Подобные примеры нетрудно умножить. Остановимся еще на одном. "Давно отмечено, – пишет Еремин о пушкинской статье "Вольтер", – что в описании взаимоотношений Вольтера с Фридрихом II Пушкин намекал на некоторые обстоятельства собственных взаимоотношений с царем". Эти эпизоды подтверждают "общеизвестную", как выразился один из пушкинистов, склонность поэта к литературным мистификациям, усилившуюся в последние годы жизни. Здесь не время разбираться в разнообразных причинах этого явления, но трудно обойти вниманием уместные в данной ситуации слова А. Блока: "… Пушкина убила вовсе не пуля Дантеса. Его убило отсутствие воздуха. С ним умирала его культура". Предчувствие такой смерти было внутренним поводом для статьи "Александр Радищев". В трагической биографии Радищева просматривалась собственно пушкинская, и для автора она была не менее важна, чем радищевская. Вероятно, именно потому автор, вопреки обыкновению, оказался не точен в биографических подробностях своего героя, что вызвало резко негативную реакцию младшего сына писателя, П. Радищева. Его возмущенные замечания чаще всего обращены к тем реалиям статьи, где авторская самохарактеристика довлеет себе. В результате "замечания" сына Радищева служат индикатором латентного письма в пушкинской статье, ее автобиографического метатекста.
Так, например, критик Пушкина опровергает его мнение об увлечении молодым Радищевым философией Гельвеция. Но строки о философе обретают в статье двойной адрес. "Теперь было бы для нас непонятно, – писал Пушкин, – каким образом холодный и сухой Гельвеций мог сделаться любимцем молодых людей, пылких и чувствительных, если бы мы, по несчастью, не знали, как соблазнительны для развивающихся умов мысли и правила, отвергаемые законом и преданиями" (выделено мною. – А. А.). Это признание отсылает нас к черновой рукописи VII главы пушкинского романа, где перечень книг, которые "добрый приятель" Пушкина Евгений брал по обыкновению в дорогу, включает имена Гельвеция, его учителей и корреспондентов: Вольтера, Юма, Дидро, Фонтенеля, Локка…(VI, 438). Есть в этом перечне и Мабли, чьи "Размышления о греческой истории" переведены Радищевым на русский язык.

### Выдержка из листинга
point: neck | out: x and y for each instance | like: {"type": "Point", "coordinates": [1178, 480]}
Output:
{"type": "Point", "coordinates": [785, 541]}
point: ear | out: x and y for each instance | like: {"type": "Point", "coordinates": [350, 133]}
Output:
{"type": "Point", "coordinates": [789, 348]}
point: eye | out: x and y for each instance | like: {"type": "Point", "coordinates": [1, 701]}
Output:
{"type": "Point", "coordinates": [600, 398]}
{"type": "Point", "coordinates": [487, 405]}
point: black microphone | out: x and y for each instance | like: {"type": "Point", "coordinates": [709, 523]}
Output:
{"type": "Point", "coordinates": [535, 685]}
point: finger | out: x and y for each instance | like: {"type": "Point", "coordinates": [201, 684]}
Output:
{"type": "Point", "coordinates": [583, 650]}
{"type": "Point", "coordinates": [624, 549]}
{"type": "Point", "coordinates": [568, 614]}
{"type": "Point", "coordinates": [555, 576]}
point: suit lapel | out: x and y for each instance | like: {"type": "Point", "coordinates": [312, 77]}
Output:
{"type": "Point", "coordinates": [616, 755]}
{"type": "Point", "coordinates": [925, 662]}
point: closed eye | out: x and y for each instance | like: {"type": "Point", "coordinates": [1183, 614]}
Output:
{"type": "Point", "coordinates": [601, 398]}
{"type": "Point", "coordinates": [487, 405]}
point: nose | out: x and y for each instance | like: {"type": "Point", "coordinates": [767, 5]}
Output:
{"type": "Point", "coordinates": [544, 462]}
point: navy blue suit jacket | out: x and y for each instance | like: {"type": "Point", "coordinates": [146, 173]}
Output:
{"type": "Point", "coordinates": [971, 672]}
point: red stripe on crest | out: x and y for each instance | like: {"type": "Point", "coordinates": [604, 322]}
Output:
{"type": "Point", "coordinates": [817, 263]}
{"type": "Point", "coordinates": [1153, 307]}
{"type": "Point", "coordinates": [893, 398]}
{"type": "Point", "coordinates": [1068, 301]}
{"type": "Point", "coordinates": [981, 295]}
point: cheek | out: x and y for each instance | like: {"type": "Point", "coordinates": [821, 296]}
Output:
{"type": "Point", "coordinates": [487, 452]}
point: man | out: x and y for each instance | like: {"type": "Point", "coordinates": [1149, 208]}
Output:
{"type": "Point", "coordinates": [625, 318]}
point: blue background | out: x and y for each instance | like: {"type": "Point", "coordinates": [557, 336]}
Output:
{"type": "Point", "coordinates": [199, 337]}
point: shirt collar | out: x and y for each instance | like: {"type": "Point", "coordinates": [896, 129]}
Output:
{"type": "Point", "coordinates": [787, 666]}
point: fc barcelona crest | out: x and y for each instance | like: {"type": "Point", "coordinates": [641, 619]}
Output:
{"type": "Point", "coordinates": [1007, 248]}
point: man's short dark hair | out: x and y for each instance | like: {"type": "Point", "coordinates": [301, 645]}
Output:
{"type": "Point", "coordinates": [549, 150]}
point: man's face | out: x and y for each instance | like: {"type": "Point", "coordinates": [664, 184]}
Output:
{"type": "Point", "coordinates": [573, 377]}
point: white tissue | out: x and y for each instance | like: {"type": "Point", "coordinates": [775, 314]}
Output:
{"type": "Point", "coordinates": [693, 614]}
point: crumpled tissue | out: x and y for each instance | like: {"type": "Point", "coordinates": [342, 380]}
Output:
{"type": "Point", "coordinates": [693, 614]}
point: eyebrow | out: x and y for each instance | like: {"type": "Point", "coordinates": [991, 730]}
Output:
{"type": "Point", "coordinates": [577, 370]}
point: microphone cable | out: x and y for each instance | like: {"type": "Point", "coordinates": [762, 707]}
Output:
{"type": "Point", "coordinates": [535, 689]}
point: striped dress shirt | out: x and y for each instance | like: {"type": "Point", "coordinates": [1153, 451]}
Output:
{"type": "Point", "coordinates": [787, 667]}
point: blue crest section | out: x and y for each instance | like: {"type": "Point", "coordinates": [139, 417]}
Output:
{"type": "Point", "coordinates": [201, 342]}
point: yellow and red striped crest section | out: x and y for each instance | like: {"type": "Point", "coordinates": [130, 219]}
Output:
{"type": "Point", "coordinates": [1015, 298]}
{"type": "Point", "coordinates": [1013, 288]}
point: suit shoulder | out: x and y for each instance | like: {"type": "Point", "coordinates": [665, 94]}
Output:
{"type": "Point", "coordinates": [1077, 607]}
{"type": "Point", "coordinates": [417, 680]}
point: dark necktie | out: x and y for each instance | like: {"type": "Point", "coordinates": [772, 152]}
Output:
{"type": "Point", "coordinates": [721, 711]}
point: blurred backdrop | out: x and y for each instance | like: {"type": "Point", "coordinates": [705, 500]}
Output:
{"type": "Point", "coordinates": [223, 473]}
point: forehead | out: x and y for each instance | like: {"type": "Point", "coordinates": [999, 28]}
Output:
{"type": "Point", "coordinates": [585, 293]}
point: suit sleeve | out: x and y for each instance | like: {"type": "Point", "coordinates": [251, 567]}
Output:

### Задания
1. Определите, согласуются ли утверждения (а), (б), (в) с текстом о статье Пушкина «Александр Радищев». Для каждого ответьте «да» или «нет» и приведите точную цитату из текста, которая это решает.
(а) По словам А. Блока, Пушкина убила пуля Дантеса.
(б) Статья Пушкина вызвала резко негативную реакцию младшего сына Радищева.
(в) Радищев перевел на русский язык «Размышления о греческой истории» Мабли.
2. Выпишите без изменений фрагмент текста о статье Пушкина «Александр Радищев» от слов «Так, например, критик» до слов «на русский язык.».
3. Допишите текст о статье Пушкина «Александр Радищев», начав сразу после его последнего предложения.

### Ответы
1.
(а) Нет: «… Пушкина убила вовсе не пуля Дантеса. Его убило отсутствие воздуха».
(б) Да: «что вызвало резко негативную реакцию младшего сына писателя, П. Радищева».
(в) Да: «Есть в этом перечне и Мабли, чьи "Размышления о греческой истории" переведены Радищевым на русский язык».

2.
Так, например, критик Пушкина опровергает его мнение об увлечении молодым Радищевым философией Гельвеция. Но строки о философе обретают в статье двойной адрес. "Теперь было бы для нас непонятно, – писал Пушкин, – каким образом холодный и сухой Гельвеций мог сделаться любимцем молодых людей, пылких и чувствительных, если бы мы, по несчастью, не знали, как соблазнительны для развивающихся умов мысли и правила, отвергаемые законом и преданиями" (выделено мною. – А. А.). Это признание отсылает нас к черновой рукописи VII главы пушкинского романа, где перечень книг, которые "добрый приятель" Пушкина Евгений брал по обыкновению в дорогу, включает имена Гельвеция, его учителей и корреспондентов: Вольтера, Юма, Дидро, Фонтенеля, Локка…(VI, 438). Есть в этом перечне и Мабли, чьи "Размышления о греческой истории" переведены Радищевым на русский язык.

3.
"Радищев, – вольно цитировал Пушкина его оппонент, – попал в общество франмасонов. Таинственность их бесед воспламенила его воображение". П. Радищев в стремлении защитить отца, пишет противу Пушкина: "В франмасоны записывались тогда все порядочные люди…". Но пушкинский текст о масонах свидетельствует не столько о Радищеве, сколько о духовной атмосфере, формировавшей молодого поэта. Пушкин сообщал: "В то время существовали в России люди, известные под именем мартинистов. Мы еще застали несколько стариков, принадлежавших этому полуполитическому, полурелигиозному обществу. Странная смесь мистической набожности и философического вольнодумства, бескорыстная любовь к просвещению, практическая филантропия ярко отличали их от поколения, которому они принадлежали. Люди, находившие свою выгоду в коварном злословии, старались представить мартинистов заговорщиками и приписывали им преступные политические виды" (XII, 32).